* [PROBLEMS TO SOLVE]:
A – In the forum thread on abstract photography below, retype everything from "5. Abstract has" down to "what it is. :)".
B – Pull out every line of the records below that contains the word "officer".

* [EXCERPT]:
-*-

Let's start by the beginning.

Discussion in 'Abstract' started by ajhingel, Oct 24, 2016.

  1. Abstract photography has always been with us since the middle of the 19th century, but let's just start by exemples, more than half a century later, by referring first of all to to Alvin Langdon Coburn (1910 and 20s). an American Pictorialist, member of the PhotoSecession group (Stieglitz, Steichen) and later active member of the British Vorticist movement (Cubism). He is a good example of how abstractions can be made by a multiple indefinite number of technics.
    His so-called « vortographs » have been mentioned as the "first abstract photographies" (which is a huge exaggeration of his importance) made by a kaleidoscopic repetitions of forms achieved by photographing objects through a triangular arrangement of three mirrors.
    Like these vortographs.
    Or look at his double portrait Doubleportrait
    Or his Octopus, New York photo
    Or his portrait of Ezra Pound
    Or this of a bicycle wheel
    or one could also look at this "Man Ray version of Man Ray" of imogen Cunningham
    - or many many others
    The technics that have been used in this very short series of examples of "abstract photography" or similar, are for example :
    • Cameraless photography (Photograms, rayograms...)
    • Super-imposition
    • multiple exposures
    • photo-montage
    • moving objects and lights
    • multiple exposures of arrested movement
    • physiographs
    • superimposing negative and positive versions
    • etc
    Digital photography and post-processing has immensely expanded the possibilities for creating abstract photos and seems also to have reinvented the creative possibilities of "cameraless photography".
    Abstract photography is, like other forms of artistic expression, not constrained by any borders and instead it has constantly expanding the borders of what photography is.
    What do you think ?
    Other forms of abstract photography that should be mentioned to illustrate the point ?
  2. Anders, good reading and fine photos by Coburn. Many are a combination of figurative and abstract elements or forms, which justifies a wide interpretation of what is an abstract image. The field of abstract photography is very wide indeed.
    This is my own initial venture in the field of abstract photography, some 30 years ago, called "Envol harmonieux", or "harmonious flight" (My multiple (14x) printed image appeared in historian Dr. Michel Lessard's 1989 monograph, "La magie de l'image - 150 années de la photographie" (homage on 150 years of negative - positive image photography, 1849 - 1989).
  3. Interesting. I especially like the last entry in the list, "etc."
  4. Fine remark Matthew, that was my intention. For you now....
  5. Abstract has no "forms."
    Abstract is 'not copying.' Not copying either the world or other abstract art, past or present. It is not what it is. :)
  6. Very nice summary of some important historical stopovers on this particular path.

-*-

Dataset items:
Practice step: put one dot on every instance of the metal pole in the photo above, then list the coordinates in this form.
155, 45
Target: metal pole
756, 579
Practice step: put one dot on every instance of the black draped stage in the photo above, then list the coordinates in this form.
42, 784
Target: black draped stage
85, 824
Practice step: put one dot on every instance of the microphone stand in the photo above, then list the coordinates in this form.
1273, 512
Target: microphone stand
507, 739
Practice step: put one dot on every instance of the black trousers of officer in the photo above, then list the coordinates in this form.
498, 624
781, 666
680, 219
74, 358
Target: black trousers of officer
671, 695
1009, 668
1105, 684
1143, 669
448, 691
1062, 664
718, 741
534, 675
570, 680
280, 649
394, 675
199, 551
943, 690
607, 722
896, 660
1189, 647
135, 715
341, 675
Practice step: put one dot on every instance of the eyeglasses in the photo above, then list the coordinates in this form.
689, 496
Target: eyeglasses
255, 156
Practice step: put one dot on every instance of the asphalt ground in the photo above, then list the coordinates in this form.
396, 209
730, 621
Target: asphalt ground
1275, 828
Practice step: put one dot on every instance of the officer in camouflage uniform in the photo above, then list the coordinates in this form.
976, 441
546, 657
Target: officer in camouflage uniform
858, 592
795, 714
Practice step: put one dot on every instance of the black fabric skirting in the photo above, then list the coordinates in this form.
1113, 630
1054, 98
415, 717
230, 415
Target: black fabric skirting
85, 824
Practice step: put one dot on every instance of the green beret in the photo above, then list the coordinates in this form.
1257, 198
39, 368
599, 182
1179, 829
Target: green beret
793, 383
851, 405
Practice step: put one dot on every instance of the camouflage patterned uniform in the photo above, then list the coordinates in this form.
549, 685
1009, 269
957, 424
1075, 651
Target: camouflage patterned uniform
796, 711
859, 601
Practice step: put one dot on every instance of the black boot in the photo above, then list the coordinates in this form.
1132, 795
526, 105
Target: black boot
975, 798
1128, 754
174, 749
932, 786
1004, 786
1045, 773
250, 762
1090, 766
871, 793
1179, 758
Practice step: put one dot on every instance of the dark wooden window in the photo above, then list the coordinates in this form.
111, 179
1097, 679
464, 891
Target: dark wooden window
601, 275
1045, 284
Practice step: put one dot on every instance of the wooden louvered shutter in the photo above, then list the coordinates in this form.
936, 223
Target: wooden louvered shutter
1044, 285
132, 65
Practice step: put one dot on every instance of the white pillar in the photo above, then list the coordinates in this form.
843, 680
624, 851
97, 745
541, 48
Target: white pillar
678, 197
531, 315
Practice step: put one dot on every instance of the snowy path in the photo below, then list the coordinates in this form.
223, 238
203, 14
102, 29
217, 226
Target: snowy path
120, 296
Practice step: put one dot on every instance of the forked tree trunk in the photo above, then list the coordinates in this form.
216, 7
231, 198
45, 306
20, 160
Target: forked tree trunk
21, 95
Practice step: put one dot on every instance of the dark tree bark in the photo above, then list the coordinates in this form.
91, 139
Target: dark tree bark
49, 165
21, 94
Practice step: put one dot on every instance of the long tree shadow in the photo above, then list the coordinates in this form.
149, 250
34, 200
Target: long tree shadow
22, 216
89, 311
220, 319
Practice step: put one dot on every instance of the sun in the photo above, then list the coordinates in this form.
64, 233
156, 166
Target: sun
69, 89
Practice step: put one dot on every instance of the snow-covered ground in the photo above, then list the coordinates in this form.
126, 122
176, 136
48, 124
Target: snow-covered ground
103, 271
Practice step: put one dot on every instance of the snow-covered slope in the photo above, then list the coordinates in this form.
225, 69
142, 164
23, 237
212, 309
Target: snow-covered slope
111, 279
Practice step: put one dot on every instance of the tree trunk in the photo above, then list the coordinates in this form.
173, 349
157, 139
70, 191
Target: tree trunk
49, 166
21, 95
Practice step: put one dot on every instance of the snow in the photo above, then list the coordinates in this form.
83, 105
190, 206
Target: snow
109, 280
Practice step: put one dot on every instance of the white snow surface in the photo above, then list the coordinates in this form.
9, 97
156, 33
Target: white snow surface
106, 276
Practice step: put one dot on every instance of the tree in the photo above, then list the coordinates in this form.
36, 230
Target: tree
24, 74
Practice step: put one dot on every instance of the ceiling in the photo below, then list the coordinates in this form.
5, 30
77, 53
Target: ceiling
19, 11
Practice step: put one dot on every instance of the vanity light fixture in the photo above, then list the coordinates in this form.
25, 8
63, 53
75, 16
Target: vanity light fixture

-*-

* [ANSWERS TO EACH TASK]:
A –
5. Abstract has no "forms."
    Abstract is 'not copying.' Not copying either the world or other abstract art, past or present. It is not what it is. :)

B –
Practice step: put one dot on every instance of the black trousers of officer in the photo above, then list the coordinates in this form.
Target: black trousers of officer
Practice step: put one dot on every instance of the officer in camouflage uniform in the photo above, then list the coordinates in this form.
Target: officer in camouflage uniform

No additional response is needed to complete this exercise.